◆ **TASK REQUIREMENTS**:
Reproduce the data below verbatim except that every occurrence of "thickest part" becomes "widest part".

━━━ THE RECORDS

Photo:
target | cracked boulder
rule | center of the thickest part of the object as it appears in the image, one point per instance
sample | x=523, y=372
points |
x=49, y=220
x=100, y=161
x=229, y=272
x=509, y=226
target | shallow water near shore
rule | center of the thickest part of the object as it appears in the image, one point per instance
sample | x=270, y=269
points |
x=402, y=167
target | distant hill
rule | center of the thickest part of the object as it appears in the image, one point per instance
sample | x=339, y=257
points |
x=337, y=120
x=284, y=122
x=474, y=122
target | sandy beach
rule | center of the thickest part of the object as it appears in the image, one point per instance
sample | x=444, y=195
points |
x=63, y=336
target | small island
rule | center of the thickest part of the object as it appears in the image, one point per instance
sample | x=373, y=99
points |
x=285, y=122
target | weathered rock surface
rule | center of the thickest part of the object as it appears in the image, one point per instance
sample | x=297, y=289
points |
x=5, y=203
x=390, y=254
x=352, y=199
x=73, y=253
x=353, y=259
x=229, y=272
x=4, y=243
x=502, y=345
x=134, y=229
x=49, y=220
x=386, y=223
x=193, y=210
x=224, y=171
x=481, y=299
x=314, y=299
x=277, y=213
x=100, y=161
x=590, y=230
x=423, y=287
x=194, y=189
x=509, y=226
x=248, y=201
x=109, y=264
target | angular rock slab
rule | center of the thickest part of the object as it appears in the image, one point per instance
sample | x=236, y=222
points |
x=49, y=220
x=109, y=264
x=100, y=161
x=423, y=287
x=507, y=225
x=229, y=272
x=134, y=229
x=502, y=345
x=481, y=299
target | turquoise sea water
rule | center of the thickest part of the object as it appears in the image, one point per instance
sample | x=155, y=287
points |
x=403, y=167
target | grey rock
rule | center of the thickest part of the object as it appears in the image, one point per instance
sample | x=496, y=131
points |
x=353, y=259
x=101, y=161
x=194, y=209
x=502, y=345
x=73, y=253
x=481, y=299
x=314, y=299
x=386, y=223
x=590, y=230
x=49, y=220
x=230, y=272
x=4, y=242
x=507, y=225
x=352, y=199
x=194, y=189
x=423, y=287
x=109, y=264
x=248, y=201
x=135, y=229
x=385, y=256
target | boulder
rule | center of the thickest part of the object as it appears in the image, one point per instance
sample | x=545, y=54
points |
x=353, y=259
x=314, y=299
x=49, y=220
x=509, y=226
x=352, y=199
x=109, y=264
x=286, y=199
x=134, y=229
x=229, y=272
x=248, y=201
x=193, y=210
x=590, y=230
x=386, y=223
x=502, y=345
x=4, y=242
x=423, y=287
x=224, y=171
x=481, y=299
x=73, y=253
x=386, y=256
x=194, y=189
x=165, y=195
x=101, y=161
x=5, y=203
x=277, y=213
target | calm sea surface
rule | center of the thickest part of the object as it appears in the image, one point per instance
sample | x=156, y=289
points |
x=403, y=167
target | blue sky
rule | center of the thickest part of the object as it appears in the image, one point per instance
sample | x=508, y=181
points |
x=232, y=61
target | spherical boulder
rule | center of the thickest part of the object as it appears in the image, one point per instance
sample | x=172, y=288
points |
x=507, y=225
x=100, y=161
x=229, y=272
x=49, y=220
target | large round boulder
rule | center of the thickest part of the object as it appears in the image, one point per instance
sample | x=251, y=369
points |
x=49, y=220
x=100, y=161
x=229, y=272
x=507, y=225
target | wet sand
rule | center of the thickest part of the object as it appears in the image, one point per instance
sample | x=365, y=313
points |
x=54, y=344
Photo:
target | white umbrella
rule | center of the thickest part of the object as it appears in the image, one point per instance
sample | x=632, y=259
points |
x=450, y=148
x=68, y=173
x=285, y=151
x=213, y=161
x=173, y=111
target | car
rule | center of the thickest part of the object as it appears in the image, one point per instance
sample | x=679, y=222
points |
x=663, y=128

━━━━━━

◆ **SOLUTION FOR THIS PROBLEM**:
Photo:
target | cracked boulder
rule | center of the widest part of the object as it appears in the image, one point per instance
sample | x=523, y=372
points |
x=49, y=220
x=100, y=161
x=229, y=272
x=509, y=226
target | shallow water near shore
rule | center of the widest part of the object as it appears in the image, one point per instance
sample | x=270, y=269
points |
x=402, y=167
target | distant hill
rule | center of the widest part of the object as it appears in the image, one point per instance
sample | x=339, y=257
points |
x=337, y=120
x=284, y=122
x=474, y=122
target | sandy beach
rule | center of the widest part of the object as it appears in the image, one point per instance
sample | x=444, y=195
points |
x=63, y=336
target | small island
rule | center of the widest part of the object as it appears in the image, one point per instance
sample | x=373, y=99
points |
x=285, y=122
target | weathered rock surface
rule | center of the widest part of the object as it appears in the image, one point per instance
sample | x=297, y=289
points |
x=5, y=203
x=390, y=254
x=352, y=199
x=73, y=253
x=353, y=259
x=229, y=272
x=4, y=243
x=502, y=345
x=134, y=229
x=49, y=220
x=386, y=223
x=193, y=210
x=224, y=171
x=481, y=299
x=314, y=299
x=277, y=213
x=100, y=161
x=590, y=230
x=423, y=287
x=194, y=189
x=509, y=226
x=248, y=201
x=109, y=264
target | angular rock slab
rule | center of the widest part of the object as it appears in the image, one point per instance
sample | x=236, y=222
points |
x=49, y=220
x=109, y=264
x=100, y=161
x=423, y=287
x=507, y=225
x=229, y=272
x=134, y=229
x=502, y=345
x=481, y=299
target | turquoise sea water
rule | center of the widest part of the object as it appears in the image, one point per instance
sample | x=155, y=287
points |
x=403, y=167
target | grey rock
rule | center of the widest part of the object as it appears in the image, one point per instance
sample | x=496, y=131
points |
x=353, y=259
x=101, y=161
x=194, y=209
x=502, y=345
x=73, y=253
x=481, y=299
x=314, y=299
x=386, y=223
x=590, y=230
x=49, y=220
x=230, y=272
x=4, y=242
x=507, y=225
x=352, y=199
x=194, y=189
x=423, y=287
x=109, y=264
x=248, y=201
x=135, y=229
x=385, y=256
target | boulder
rule | center of the widest part of the object as it appears in the image, one point per instance
sample | x=545, y=54
points |
x=353, y=259
x=314, y=299
x=49, y=220
x=509, y=226
x=352, y=199
x=109, y=264
x=286, y=199
x=134, y=229
x=229, y=272
x=248, y=201
x=193, y=210
x=590, y=230
x=386, y=223
x=502, y=345
x=4, y=242
x=423, y=287
x=224, y=171
x=481, y=299
x=73, y=253
x=386, y=256
x=194, y=189
x=165, y=195
x=101, y=161
x=5, y=203
x=277, y=213
target | calm sea surface
rule | center of the widest part of the object as it appears in the image, one point per instance
sample | x=156, y=289
points |
x=403, y=167
target | blue sky
rule | center of the widest part of the object as it appears in the image, one point per instance
sample | x=508, y=181
points |
x=232, y=61
target | spherical boulder
rule | center of the widest part of the object as it appears in the image, one point per instance
sample | x=172, y=288
points |
x=507, y=225
x=100, y=161
x=229, y=272
x=49, y=220
target | large round boulder
rule | center of the widest part of the object as it appears in the image, one point per instance
sample | x=251, y=369
points |
x=49, y=220
x=100, y=161
x=229, y=272
x=507, y=225
target | wet sand
rule | center of the widest part of the object as it appears in the image, one point per instance
sample | x=365, y=313
points |
x=54, y=344
Photo:
target | white umbrella
rule | center of the widest part of the object as it appears in the image, one point per instance
sample | x=632, y=259
points |
x=450, y=148
x=68, y=173
x=285, y=151
x=213, y=161
x=173, y=111
target | car
rule | center of the widest part of the object as it appears in the image, one point per instance
sample | x=679, y=222
points |
x=663, y=128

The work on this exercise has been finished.